┌─ DATA
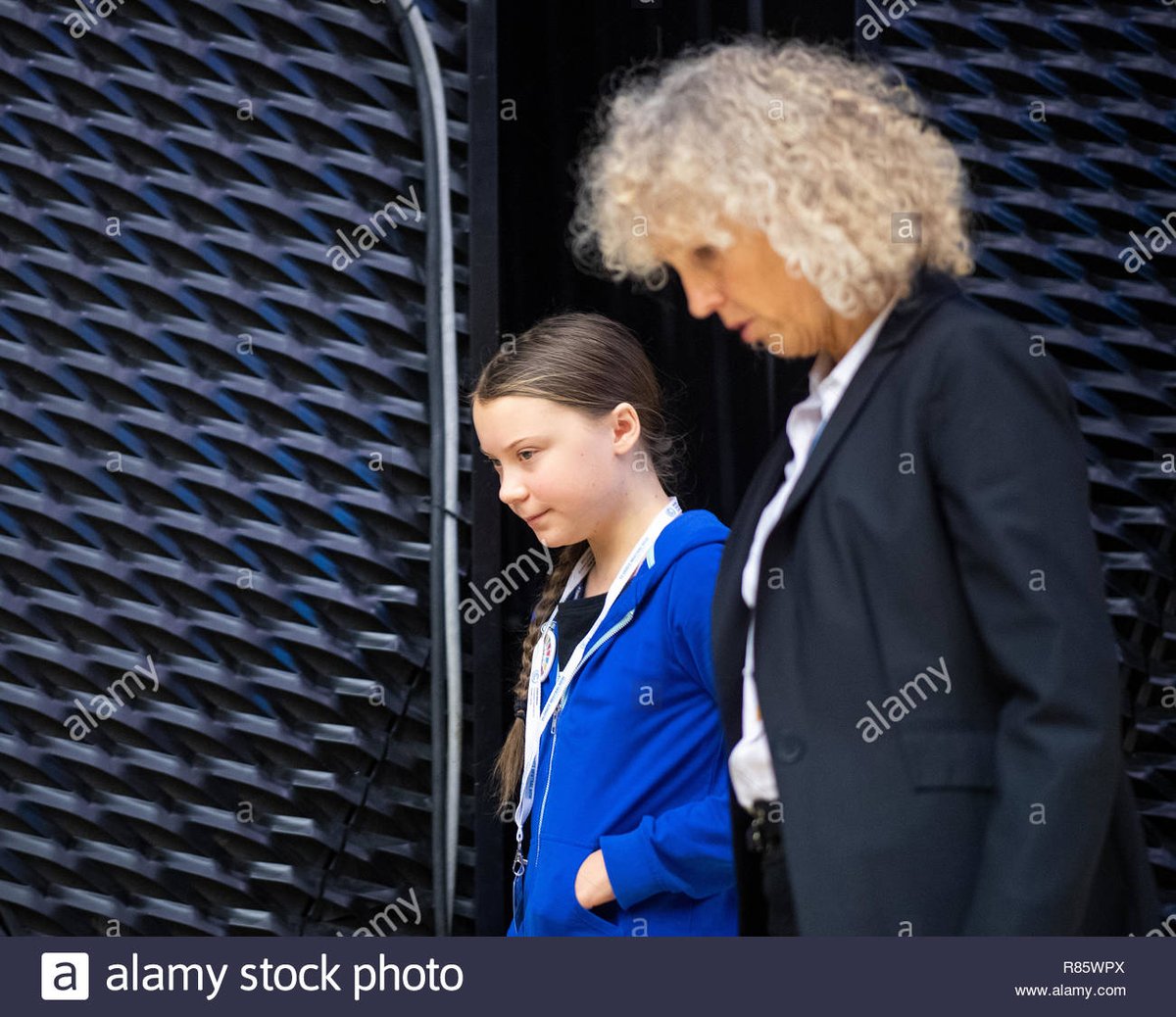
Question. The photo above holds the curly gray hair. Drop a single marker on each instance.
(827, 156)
└─
┌─ DATA
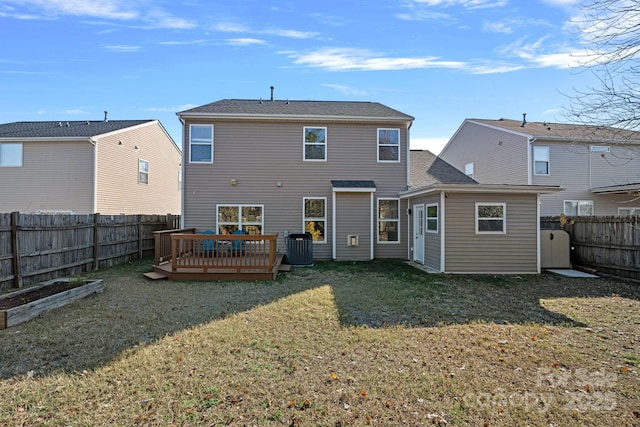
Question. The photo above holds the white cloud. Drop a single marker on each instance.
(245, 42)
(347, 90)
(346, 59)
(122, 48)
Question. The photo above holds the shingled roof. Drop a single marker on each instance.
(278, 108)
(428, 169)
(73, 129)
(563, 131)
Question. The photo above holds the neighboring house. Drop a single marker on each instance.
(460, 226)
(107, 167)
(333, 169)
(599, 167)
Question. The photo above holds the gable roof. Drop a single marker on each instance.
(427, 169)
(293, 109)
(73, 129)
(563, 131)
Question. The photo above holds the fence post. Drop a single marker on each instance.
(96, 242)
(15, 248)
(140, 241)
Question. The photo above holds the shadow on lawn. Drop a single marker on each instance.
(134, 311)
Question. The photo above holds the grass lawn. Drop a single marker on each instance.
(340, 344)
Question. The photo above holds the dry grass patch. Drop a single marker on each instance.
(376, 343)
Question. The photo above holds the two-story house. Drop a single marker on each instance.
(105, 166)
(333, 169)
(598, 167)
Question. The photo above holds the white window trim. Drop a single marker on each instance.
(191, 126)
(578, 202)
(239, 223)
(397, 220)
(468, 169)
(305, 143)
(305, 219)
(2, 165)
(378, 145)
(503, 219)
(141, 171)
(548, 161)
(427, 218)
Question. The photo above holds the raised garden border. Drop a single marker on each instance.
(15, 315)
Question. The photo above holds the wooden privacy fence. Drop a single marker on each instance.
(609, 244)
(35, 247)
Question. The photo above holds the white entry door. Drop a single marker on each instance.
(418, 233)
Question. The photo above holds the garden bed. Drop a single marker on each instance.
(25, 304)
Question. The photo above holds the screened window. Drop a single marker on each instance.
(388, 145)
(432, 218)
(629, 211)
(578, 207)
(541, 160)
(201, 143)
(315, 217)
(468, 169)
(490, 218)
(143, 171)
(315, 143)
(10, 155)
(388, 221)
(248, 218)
└─
= EXERCISE =
Which lines in the entries contain the string "roof"? Report each of those lines in full, treating uppercase and lowercase as different.

= ANSWER TO THE EXERCISE =
Question. The photo above holds the shingled roof. Drop a single marker on each instance.
Question. The photo above holds the gable roof. Drop a single marker on each instance.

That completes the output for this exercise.